■ EXERCICES ET CONSIGNES ■
[1] Indiquez si chacune des affirmations suivantes concorde avec l'entretien, en répondant par oui ou par non et en citant à l'identique les mots qui tranchent. (a) L'Insee et l'Ined désignent une population par l'expression « population majoritaire ». (b) François Hollande a tenu son discours devant le Sénat. (c) Dans les années 90, Hervé Le Bras avait reproché l'emploi de l'expression « natif au carré ».
[2] D'après l'entretien, dans quelle commune se trouve le cimetière profané ?
[3] Recopiez à l'identique, s'il vous plaît, le passage de l'entretien qui va de « Cela me paraît » jusqu'à « société tout entière. ».

■ EXTRAIT DE PAGE ■
━━━

Lors de son discours au CRIF, François Hollande a suscité la polémique en désignant les responsables de la profanation du cimitière de Sarre-Union par l’expression «Français de souche». Michèle Tribalat revient sur ce terme controversé.


(…) Certains sociologues lui reprochent de verser dans la racialisation ou l’identitarisme. Que cela vous inspire-t-il?
Cela me paraît assez stupide. C’est l’étiquette qu’ils ont l’habitude de coller à toute personne qui leur semble s’écarter des exigences politiquement correctes qu’ils cherchent à imposer dans le débat public. Cette traque insatiable du dérapage et du mot de travers transforme la lutte contre le racisme en une lutte titanesque contre la société tout entière.
Dans les années 90, Hervé le Bras vous avait reproché l’emploi de cette expression. Aujourd’hui, vous préférez, l’expression «natif au carré». Pourquoi? Quelle est la différence?
Hervé Le Bras m’avait cherché querelle au point de me consacrer de très nombreuses pages dans son livre Le démon des origines. Il voyait dans l’usage de «Français de souche» de sombres desseins qui devaient tout à une affiliation secrète à l’extrême droite. En fait, je n’employais l’expression ni pour choquer ni par choix idéologique, mais par nécessité pour désigner la population que l’Insee et l’Ined s’entêtent aujourd’hui à appeler «population majoritaire», appellation qui a, à leurs yeux, l’avantage de ne porter aucune charge identitaire et qui n’évoque qu’une supériorité numérique. Quand ils ne recourent pas à la formule du ni-ni: ni immigré ni descendant d’immigré.

━━━

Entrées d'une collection
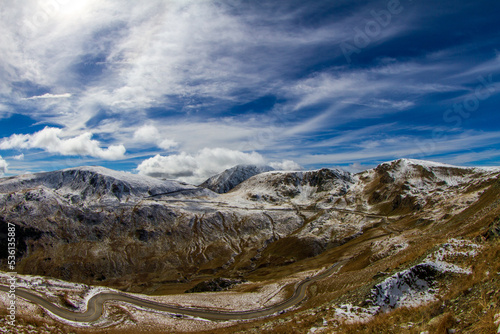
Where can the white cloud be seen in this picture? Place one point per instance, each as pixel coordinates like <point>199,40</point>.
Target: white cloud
<point>52,141</point>
<point>197,168</point>
<point>149,134</point>
<point>49,96</point>
<point>285,165</point>
<point>3,166</point>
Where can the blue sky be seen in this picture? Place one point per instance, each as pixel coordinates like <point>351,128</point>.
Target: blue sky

━━━

■ RÉPONSES DANS L'ORDRE ■
[1]
(a) Oui : « la population que l’Insee et l’Ined s’entêtent aujourd’hui à appeler «population majoritaire» »
(b) Non : « Lors de son discours au CRIF »
(c) Non : « Dans les années 90, Hervé le Bras vous avait reproché l’emploi de cette expression. Aujourd’hui, vous préférez, l’expression «natif au carré». »

[2] À Sarre-Union.

[3]
Cela me paraît assez stupide. C’est l’étiquette qu’ils ont l’habitude de coller à toute personne qui leur semble s’écarter des exigences politiquement correctes qu’ils cherchent à imposer dans le débat public. Cette traque insatiable du dérapage et du mot de travers transforme la lutte contre le racisme en une lutte titanesque contre la société tout entière.